Reproduce all the lines below in full, requests included, and add 78 to every polygon vertex coordinate in the answers.

— START SUPPLIED MATERIAL —

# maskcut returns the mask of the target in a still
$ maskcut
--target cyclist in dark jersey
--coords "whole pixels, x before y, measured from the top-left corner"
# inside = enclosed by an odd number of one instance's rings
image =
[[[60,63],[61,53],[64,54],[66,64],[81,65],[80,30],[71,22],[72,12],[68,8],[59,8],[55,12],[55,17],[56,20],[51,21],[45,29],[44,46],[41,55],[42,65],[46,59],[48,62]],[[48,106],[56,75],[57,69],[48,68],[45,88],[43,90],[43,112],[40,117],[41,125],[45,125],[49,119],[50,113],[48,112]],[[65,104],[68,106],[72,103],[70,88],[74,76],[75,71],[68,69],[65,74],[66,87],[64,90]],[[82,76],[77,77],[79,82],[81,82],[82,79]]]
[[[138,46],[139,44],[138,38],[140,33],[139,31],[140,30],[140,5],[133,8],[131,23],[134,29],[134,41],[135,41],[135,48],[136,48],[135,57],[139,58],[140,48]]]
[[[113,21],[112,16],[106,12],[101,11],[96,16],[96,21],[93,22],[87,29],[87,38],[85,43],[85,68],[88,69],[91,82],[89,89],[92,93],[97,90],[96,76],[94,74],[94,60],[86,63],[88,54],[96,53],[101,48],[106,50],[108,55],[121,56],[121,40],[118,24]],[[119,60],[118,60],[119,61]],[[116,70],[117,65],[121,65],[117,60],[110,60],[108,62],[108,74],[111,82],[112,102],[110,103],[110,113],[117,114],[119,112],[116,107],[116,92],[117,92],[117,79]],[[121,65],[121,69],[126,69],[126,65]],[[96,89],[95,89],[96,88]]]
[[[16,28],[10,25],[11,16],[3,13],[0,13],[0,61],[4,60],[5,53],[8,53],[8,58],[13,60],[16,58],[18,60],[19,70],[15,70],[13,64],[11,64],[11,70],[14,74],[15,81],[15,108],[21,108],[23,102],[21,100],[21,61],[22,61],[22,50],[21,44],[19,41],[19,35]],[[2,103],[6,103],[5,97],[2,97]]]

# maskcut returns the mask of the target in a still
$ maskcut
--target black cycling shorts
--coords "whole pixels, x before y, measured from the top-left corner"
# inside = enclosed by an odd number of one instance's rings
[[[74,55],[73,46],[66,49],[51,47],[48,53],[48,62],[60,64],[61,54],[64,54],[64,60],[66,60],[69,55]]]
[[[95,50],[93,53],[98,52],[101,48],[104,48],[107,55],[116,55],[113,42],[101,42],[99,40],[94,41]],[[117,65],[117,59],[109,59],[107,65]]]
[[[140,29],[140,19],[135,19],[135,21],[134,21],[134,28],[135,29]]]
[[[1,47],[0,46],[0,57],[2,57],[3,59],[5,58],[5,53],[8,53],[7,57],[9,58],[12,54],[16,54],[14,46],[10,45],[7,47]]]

— END SUPPLIED MATERIAL —

TASK OUTPUT:
# maskcut returns the mask of the target in a still
$ maskcut
--target cyclist in dark jersey
--coords "whole pixels, x before y, measured from the top-left corner"
# inside = enclosed by an odd number of one instance's rings
image =
[[[138,141],[139,131],[142,132],[144,142],[159,143],[158,108],[149,100],[150,90],[146,86],[137,86],[133,90],[133,95],[134,98],[129,99],[123,107],[122,124],[119,133],[120,143],[124,137],[126,140]],[[126,184],[134,153],[135,147],[126,146],[123,166],[121,168],[121,190],[118,195],[119,203],[123,203],[127,197],[128,191],[126,190]],[[143,182],[146,184],[150,181],[148,166],[152,154],[153,149],[146,147],[143,152],[144,165],[142,168]],[[160,154],[155,155],[157,160],[159,160],[160,157]]]
[[[216,124],[217,122],[216,116],[218,111],[217,109],[218,108],[218,83],[211,86],[209,101],[212,107],[212,119],[213,119],[213,126],[214,126],[213,135],[217,136],[218,126]]]
[[[191,99],[190,94],[184,90],[179,89],[174,94],[174,99],[171,100],[165,107],[165,116],[163,121],[163,146],[166,147],[169,160],[167,167],[170,171],[175,168],[174,154],[172,152],[172,138],[164,141],[166,132],[174,131],[179,126],[184,128],[186,133],[199,134],[199,118],[196,102]],[[197,138],[196,138],[197,139]],[[194,148],[195,143],[199,143],[195,138],[188,138],[186,140],[186,152],[189,160],[190,180],[188,181],[188,191],[195,192],[197,190],[194,185],[194,170],[195,170],[195,157]],[[199,143],[199,147],[204,147],[204,143]],[[174,167],[173,167],[174,166]]]
[[[94,106],[88,103],[89,94],[81,91],[78,91],[78,139],[82,138],[83,131],[86,131],[86,136],[91,138],[94,136],[96,138],[97,148],[93,148],[91,142],[89,142],[89,148],[92,152],[93,159],[93,186],[99,186],[101,180],[99,178],[99,139],[100,139],[100,128],[99,122],[97,119],[97,113]],[[80,181],[84,181],[83,175],[80,175]]]

# maskcut returns the mask of the target in a still
$ maskcut
--target black cycling shorts
--coords "whole pixels, x before y, measured from the top-left corner"
# inside = enclosed by an odd number of one instance's rings
[[[152,133],[151,124],[144,127],[129,125],[126,131],[126,140],[138,142],[139,132],[142,132],[142,138],[144,138],[147,133]]]
[[[173,128],[171,131],[176,130],[179,126],[182,126],[185,133],[194,133],[191,120],[179,120],[177,118],[172,119]],[[195,143],[195,137],[187,137],[185,143]]]
[[[218,107],[218,97],[213,97],[213,99],[212,99],[212,106],[213,107]]]
[[[79,125],[78,124],[78,135],[80,135],[81,137],[83,136],[83,131],[86,131],[85,135],[87,136],[90,132],[94,132],[92,124],[88,123],[85,125]]]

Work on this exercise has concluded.